• Exercise aim:
Compute how many lines in the data below contain "optional"; answer only with that number.

• Available records:
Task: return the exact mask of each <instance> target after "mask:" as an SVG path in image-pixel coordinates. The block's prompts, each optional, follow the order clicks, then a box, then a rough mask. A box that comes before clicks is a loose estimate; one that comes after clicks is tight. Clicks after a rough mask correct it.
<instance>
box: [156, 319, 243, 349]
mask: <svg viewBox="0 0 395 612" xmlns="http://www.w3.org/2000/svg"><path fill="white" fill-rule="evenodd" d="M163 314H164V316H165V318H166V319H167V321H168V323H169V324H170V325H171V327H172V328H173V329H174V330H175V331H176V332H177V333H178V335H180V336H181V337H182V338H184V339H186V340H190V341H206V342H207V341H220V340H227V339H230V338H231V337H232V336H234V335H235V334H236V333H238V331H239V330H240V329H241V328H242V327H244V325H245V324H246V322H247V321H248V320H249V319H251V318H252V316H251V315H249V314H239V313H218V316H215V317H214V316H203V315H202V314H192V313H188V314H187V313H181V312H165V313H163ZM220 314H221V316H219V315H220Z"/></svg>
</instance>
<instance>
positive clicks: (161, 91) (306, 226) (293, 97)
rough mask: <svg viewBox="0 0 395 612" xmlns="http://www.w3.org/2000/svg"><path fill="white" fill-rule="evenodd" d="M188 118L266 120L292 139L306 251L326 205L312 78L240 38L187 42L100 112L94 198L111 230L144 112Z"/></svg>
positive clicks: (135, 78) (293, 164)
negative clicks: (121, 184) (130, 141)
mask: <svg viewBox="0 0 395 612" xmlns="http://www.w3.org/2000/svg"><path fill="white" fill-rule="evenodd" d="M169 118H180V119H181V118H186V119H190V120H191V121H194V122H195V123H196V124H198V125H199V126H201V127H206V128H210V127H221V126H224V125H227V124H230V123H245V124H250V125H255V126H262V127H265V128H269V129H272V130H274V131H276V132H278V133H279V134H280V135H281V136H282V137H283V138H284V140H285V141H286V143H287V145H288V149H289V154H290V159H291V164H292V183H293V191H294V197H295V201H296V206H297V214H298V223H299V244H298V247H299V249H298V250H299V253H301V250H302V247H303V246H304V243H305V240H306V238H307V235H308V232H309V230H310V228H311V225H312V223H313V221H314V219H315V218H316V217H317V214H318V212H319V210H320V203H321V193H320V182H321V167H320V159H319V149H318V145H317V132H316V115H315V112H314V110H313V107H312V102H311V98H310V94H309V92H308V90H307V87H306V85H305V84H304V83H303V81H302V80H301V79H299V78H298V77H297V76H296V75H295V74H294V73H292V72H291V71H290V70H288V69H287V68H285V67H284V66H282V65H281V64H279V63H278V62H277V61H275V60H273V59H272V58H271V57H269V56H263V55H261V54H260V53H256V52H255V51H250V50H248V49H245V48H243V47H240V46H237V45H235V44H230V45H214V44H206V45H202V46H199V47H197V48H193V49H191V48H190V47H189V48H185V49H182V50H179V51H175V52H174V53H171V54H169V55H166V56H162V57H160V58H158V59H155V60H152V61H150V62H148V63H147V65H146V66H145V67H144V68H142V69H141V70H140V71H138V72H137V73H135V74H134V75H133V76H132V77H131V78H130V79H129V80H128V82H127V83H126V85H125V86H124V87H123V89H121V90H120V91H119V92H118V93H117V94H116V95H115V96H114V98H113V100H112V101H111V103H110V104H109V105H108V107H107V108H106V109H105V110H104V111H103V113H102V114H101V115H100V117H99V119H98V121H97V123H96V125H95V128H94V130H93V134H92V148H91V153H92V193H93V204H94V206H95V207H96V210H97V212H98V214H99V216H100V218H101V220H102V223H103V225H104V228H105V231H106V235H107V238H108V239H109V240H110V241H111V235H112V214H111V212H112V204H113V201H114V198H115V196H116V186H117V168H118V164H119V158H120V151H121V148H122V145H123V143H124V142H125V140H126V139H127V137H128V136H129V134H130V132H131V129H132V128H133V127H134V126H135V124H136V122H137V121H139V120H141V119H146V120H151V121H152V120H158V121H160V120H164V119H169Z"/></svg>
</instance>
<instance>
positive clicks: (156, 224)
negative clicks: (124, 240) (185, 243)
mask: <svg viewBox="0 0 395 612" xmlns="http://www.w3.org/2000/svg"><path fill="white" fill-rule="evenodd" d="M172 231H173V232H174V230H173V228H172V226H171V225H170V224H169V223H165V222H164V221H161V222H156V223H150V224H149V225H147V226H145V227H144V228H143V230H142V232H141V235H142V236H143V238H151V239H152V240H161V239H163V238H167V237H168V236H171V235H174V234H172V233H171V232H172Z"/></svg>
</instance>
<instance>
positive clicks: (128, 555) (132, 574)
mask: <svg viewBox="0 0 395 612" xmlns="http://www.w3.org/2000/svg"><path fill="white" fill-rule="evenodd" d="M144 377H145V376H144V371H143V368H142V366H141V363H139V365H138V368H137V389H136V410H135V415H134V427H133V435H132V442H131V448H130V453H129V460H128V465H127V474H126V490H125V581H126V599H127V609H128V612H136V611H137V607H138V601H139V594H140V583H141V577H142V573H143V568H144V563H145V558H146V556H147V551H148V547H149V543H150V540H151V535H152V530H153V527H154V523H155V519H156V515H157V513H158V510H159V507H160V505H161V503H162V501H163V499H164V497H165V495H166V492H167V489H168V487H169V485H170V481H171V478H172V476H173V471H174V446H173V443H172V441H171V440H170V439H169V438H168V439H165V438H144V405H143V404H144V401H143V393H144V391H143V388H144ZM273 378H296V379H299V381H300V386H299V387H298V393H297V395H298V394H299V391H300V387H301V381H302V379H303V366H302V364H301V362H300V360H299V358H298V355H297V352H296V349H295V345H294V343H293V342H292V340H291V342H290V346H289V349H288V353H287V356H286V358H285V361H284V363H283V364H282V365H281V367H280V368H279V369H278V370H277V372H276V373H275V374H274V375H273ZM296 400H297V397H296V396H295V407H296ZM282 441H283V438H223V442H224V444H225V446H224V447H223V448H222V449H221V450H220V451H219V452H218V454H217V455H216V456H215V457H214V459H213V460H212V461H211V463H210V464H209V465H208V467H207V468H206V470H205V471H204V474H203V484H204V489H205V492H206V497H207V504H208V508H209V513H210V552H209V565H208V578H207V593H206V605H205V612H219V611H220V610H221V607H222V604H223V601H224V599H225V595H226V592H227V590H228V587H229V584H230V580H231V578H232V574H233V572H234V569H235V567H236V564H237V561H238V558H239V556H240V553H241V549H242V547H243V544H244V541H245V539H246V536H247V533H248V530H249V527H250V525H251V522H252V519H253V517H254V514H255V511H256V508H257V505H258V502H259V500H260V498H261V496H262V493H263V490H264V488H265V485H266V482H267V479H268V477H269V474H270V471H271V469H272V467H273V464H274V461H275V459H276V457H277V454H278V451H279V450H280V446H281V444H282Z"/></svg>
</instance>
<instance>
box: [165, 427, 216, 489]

---

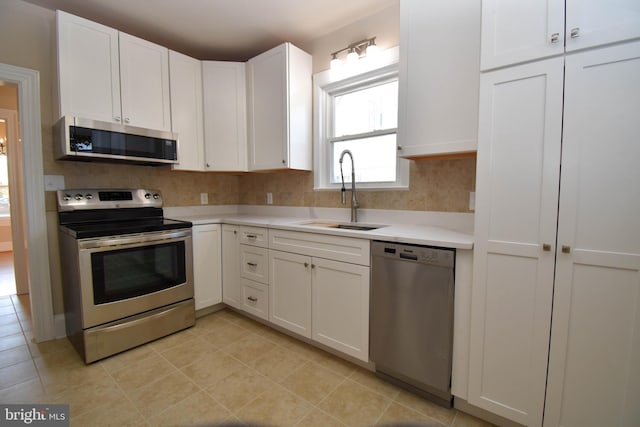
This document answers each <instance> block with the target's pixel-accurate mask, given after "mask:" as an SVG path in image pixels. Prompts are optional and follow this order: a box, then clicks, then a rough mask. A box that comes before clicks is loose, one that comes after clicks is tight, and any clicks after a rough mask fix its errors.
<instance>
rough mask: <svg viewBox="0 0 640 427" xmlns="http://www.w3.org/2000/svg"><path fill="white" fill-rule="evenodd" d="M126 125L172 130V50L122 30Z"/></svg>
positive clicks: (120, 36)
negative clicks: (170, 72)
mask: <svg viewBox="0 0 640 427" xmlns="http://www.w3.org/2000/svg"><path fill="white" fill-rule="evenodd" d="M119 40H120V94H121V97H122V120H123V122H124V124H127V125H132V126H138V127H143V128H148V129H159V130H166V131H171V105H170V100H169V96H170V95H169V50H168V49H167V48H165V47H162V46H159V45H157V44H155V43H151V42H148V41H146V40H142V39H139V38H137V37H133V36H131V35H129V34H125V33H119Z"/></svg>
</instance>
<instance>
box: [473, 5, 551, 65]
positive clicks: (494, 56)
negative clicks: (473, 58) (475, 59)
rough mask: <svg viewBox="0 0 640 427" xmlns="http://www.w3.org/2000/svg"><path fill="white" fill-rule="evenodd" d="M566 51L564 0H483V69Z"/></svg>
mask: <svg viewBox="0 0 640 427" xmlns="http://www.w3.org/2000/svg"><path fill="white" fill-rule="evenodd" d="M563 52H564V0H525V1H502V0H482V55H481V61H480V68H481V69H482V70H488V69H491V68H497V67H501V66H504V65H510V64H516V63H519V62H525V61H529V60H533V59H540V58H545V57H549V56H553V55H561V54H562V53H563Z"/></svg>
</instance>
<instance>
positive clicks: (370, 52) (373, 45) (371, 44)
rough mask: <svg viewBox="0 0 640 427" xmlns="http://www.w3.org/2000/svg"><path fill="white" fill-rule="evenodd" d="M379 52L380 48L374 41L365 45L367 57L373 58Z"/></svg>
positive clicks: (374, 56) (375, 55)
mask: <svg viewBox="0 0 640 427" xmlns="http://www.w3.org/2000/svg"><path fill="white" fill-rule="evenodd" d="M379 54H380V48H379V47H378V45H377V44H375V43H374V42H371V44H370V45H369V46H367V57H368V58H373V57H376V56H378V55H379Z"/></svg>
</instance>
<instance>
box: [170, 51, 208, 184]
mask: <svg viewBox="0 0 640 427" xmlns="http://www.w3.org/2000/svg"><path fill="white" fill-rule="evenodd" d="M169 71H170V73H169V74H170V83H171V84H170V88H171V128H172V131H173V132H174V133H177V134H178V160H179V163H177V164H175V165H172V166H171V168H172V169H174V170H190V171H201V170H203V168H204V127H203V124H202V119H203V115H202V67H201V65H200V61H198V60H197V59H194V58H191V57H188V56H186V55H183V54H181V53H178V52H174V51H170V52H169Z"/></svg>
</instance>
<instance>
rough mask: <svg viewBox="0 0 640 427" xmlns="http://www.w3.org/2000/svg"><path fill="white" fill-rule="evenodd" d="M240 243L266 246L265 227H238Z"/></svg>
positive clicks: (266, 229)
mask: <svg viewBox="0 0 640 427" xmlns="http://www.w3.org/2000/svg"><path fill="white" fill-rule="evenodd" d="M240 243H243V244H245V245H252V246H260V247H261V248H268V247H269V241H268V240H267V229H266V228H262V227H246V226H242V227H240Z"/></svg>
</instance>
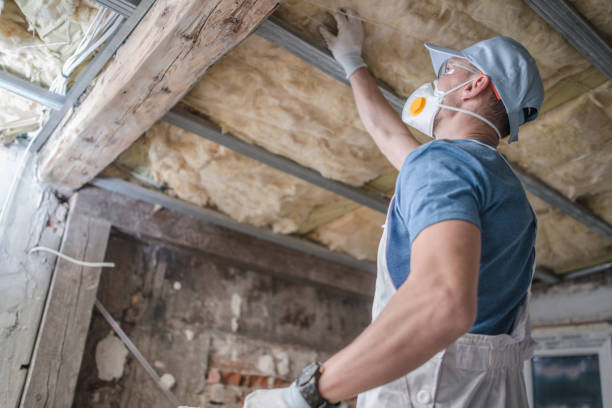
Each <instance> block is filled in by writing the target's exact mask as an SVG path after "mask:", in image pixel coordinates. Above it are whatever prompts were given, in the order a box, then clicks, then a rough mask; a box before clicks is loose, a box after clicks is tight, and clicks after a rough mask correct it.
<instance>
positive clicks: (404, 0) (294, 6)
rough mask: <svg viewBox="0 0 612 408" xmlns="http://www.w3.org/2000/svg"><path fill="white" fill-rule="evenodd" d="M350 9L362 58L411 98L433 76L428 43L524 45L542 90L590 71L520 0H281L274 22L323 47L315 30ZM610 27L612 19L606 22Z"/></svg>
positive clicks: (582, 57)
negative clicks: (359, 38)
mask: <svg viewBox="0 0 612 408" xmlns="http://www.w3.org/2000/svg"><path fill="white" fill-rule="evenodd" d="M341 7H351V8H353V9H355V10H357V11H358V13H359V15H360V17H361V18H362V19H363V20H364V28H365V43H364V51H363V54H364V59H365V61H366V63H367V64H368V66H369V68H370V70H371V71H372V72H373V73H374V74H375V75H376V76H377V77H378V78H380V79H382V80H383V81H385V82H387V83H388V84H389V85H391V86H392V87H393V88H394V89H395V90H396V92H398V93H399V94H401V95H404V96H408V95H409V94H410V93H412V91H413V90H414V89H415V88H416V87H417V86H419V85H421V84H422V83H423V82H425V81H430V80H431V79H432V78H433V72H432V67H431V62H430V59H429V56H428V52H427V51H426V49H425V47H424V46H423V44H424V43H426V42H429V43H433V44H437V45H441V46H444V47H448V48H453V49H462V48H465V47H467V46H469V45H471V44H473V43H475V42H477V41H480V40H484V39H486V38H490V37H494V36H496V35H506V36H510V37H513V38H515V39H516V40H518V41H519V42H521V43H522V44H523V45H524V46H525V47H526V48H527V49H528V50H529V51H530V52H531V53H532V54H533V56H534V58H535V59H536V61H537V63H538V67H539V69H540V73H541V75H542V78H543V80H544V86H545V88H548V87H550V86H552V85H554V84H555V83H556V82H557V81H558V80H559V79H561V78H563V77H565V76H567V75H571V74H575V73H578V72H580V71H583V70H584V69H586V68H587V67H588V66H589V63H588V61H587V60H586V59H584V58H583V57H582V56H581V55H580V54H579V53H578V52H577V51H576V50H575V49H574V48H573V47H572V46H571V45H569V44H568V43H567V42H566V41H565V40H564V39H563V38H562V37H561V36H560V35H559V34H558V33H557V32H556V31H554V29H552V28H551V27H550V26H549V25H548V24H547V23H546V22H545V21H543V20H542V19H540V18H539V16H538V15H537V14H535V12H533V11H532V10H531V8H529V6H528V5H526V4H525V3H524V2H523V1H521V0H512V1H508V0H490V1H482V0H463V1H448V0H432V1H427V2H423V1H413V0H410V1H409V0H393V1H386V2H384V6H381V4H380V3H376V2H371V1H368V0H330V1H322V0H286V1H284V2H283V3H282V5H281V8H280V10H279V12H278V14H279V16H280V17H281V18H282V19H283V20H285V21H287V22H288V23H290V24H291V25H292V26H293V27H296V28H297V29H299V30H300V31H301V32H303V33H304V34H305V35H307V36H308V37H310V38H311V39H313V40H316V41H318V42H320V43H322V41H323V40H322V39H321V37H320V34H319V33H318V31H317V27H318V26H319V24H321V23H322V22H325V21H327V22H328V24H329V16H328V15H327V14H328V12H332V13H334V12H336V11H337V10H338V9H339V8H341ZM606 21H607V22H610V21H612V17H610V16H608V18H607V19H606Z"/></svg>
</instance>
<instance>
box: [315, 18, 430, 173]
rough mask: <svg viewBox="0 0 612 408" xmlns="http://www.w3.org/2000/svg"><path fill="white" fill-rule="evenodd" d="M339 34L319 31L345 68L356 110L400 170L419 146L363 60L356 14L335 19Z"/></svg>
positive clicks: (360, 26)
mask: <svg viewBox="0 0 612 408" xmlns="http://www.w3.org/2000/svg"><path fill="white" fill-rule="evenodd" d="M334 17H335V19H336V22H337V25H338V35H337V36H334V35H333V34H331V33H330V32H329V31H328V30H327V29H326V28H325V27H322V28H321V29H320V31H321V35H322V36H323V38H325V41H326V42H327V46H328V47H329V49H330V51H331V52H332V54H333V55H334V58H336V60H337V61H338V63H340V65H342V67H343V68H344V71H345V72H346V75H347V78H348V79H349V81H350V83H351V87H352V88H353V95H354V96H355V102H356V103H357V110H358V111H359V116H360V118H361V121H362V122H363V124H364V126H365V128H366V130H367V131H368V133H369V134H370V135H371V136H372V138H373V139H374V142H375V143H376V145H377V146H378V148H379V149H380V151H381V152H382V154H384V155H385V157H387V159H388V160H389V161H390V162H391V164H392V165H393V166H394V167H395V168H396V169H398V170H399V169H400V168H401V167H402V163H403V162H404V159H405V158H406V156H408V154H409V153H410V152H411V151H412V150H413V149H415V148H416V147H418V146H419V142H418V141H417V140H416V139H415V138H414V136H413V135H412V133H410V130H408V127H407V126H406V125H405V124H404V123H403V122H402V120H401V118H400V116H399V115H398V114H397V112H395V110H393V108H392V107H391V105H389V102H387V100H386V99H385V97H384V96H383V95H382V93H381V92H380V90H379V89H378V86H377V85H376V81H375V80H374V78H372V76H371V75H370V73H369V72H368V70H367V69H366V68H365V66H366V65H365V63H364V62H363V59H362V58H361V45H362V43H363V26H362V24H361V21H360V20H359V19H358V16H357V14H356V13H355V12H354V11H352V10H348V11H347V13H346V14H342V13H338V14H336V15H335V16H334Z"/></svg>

* * *

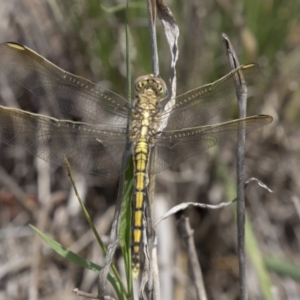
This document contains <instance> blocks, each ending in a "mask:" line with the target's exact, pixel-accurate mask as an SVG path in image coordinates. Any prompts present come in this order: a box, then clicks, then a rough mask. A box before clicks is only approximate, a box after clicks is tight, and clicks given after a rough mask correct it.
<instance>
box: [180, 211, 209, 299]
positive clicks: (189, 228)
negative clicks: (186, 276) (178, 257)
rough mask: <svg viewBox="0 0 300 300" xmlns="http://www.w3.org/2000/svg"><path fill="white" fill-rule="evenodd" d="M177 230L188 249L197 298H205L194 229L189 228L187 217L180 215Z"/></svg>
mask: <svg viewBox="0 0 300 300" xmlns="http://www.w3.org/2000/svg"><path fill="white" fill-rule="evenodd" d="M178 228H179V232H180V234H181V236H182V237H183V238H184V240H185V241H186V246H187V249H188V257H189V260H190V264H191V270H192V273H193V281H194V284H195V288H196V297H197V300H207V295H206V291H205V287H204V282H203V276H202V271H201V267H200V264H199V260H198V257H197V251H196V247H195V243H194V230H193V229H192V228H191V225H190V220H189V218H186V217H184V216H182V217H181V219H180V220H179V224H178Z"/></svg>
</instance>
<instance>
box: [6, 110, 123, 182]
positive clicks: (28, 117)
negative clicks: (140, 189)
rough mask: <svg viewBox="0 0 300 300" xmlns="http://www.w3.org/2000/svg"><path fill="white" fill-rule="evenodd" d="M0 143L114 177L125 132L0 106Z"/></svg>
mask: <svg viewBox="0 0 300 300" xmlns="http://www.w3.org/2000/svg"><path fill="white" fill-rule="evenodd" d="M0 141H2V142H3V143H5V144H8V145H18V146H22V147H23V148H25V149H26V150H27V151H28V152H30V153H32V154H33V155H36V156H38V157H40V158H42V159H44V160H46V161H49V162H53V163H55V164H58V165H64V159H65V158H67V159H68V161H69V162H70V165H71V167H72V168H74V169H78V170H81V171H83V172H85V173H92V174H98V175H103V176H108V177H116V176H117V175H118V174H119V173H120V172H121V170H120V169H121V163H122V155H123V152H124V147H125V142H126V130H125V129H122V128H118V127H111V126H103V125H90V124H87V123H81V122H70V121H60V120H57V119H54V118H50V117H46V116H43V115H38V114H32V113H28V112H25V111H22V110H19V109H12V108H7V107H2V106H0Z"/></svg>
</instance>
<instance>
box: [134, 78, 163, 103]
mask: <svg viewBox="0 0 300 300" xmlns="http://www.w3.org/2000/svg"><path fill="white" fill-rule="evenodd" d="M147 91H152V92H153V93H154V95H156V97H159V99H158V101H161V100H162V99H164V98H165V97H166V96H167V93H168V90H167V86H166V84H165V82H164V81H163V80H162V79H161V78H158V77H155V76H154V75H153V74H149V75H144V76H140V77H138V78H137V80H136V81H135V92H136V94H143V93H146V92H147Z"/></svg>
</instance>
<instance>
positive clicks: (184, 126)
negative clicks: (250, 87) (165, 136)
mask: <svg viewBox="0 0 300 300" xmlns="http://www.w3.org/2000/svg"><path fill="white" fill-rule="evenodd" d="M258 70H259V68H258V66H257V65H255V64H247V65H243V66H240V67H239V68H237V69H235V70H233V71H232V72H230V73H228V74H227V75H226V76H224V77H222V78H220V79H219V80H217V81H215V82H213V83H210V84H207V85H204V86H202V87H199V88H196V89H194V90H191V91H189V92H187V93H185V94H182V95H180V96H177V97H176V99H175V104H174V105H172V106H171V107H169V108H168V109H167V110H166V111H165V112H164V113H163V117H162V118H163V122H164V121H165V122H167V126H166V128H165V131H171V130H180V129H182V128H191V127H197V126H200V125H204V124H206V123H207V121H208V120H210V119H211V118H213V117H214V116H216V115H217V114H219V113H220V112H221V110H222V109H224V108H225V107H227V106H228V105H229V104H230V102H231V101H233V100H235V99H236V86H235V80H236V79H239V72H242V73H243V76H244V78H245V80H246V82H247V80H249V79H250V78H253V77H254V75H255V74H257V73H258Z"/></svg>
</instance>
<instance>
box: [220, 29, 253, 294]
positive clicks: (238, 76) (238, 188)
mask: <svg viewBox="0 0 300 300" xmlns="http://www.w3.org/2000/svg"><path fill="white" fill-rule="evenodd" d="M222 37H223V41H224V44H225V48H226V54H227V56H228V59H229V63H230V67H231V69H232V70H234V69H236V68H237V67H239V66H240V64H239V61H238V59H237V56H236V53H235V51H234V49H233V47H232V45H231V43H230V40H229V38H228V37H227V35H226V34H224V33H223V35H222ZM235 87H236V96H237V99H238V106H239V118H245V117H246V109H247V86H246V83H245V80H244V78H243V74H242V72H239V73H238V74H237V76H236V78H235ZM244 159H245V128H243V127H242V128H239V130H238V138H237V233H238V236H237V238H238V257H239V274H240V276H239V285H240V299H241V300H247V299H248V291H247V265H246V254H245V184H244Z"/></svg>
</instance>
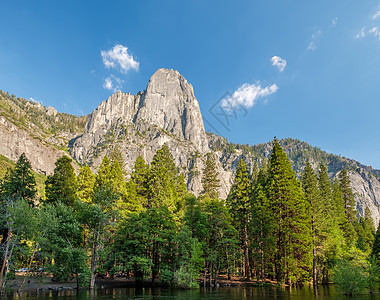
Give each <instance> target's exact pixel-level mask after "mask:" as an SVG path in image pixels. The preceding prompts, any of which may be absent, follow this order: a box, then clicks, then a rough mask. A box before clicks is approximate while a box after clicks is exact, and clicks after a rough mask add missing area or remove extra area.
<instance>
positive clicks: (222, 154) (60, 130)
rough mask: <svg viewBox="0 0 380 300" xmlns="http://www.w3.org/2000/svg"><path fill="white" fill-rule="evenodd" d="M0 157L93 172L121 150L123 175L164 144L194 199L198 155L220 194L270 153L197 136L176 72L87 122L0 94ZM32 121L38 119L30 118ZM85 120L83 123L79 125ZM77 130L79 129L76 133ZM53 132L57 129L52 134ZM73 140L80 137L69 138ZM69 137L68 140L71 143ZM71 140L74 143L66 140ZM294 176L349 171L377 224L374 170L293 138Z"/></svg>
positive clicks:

• Finished task:
2